- _Consigne de travail 1_: Énumérez tous les griefs que, selon l'extrait cité sur le régime de prix maximaux, la Commission a formulés à l'encontre de ce régime.
- _Consigne de travail 2_: D'après l'extrait cité sur le régime de prix maximaux, combien de critères servent au total à fixer les prix « en particulier » ?
- _Consigne de travail 3_: Prolongez l'extrait cité sur le régime national de prix maximaux à partir de sa dernière phrase.

Il résulte de cette jurisprudence qu' un régime national de prix maximaux viole l' article 30 du traité dès lors qu' il ne permet pas à un producteur ou à un importateur d' inclure dans le prix de vente les différents facteurs de coût du produit en question, y compris les charges supplémentaires inhérentes à l' importation .

A la lumière des considérations qui précèdent, abordons l' examen des différents griefs que la Commission a formulés à l' encontre du régime en question, et qui concernent :

- les critères prédominants utilisés pour la fixation des prix;

- le niveau non rémunérateur, pour les produits importés, des prix ainsi fixés;

- l' absence de transparence dans l' application des critères en cause .

- Les critères prédominants pour la fixation des prix

4 . Les prix "en particulier" sont fixés sur la base d' une série de critères, dix au total, dont certains tiennent compte d' éléments afférents également ou seulement aux produits importés ( par exemple, les éléments du prix ex-producteur ou ex-importateur, l' incidence des marges de distribution et de délivrance, l' incidence de la taxe sur la valeur ajoutée, la comparaison avec les prix pratiqués pour les produits comparables dans les autres pays ayant un niveau de vie similaire ), tandis que d'
autres se rapportent à des éléments propres au marché national ( par exemple, l' investissement et l' emploi, les conditions de marché et de concurrence et l' incidence sur l' exportation, la comparaison avec les prix pratiqués en Belgique pour les produits pharmaceutiques ou les médicaments comparables entre eux sur le plan thérapeutique et qui se trouvent sur le marché ). Les critères que nous venons de mentionner permettent, en principe, de prendre en compte les composantes spécifiques du coût
des produits importés .

[Entrées enregistrées]

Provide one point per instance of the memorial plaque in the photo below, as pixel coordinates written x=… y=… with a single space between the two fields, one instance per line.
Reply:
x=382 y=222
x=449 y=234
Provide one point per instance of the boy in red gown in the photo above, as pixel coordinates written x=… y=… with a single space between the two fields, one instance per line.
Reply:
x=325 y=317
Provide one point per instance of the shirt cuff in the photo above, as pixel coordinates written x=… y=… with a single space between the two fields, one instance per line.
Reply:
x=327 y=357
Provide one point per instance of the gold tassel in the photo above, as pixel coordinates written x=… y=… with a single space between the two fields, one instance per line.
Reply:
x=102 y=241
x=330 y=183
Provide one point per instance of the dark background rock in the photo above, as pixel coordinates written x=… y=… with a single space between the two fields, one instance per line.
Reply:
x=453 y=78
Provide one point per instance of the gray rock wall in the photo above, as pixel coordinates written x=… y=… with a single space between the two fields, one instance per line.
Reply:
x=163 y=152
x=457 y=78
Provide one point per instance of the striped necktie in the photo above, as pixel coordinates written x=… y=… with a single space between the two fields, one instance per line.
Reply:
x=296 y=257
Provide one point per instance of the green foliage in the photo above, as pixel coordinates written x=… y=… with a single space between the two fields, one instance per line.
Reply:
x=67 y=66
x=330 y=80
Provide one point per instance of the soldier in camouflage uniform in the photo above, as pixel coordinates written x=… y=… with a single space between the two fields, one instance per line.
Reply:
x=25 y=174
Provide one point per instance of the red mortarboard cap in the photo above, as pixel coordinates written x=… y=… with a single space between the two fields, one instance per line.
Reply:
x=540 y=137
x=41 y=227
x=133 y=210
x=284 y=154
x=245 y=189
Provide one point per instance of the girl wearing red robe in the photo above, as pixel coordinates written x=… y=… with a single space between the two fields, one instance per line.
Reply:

- _Réponse rédigée 1_:
- les critères prédominants utilisés pour la fixation des prix;
- le niveau non rémunérateur, pour les produits importés, des prix ainsi fixés;
- l'absence de transparence dans l'application des critères en cause.

- _Réponse rédigée 2_: Dix critères au total.

- _Réponse rédigée 3_:
Étant donné que, comme la Cour l' a affirmé dans l' affaire Cullet ( 7 ), "il est ... nécessaire pour éviter tout effet défavorable quant à l' écoulement sur le marché des produits importés que ces critères ( pour la fixation des prix ) prennent dûment en considération les prix de reprise de tous les opérateurs économiques, quelle que soit l' origine de la marchandise", nous relevons en outre que la prévision de critères se rapportant aux seuls produits nationaux n' est pas, en elle-même, de nature
à entraîner l' incompatibilité avec l' article 30 du traité ( 8 ). En effet, c' est là encore l' application, en pratique, des critères en cause qui importe .

Or, la Commission a fait valoir qu' une importance disproportionnée est accordée, pour la fixation des prix, aux critères qui tiennent compte exclusivement d' éléments propres au marché belge et que dès lors cette situation est de nature à entraver les importations . En substance, la Commission se borne d' ailleurs à énoncer le quid demostrandum ( c' est-à-dire que les prix ne tiennent pas compte des coûts afférents aux produits importés ), mais n' explique pas les raisons qui étayent cette
conclusion autrement qu' à l' aide d' exemples qui ne sauraient être tenus pour convaincants .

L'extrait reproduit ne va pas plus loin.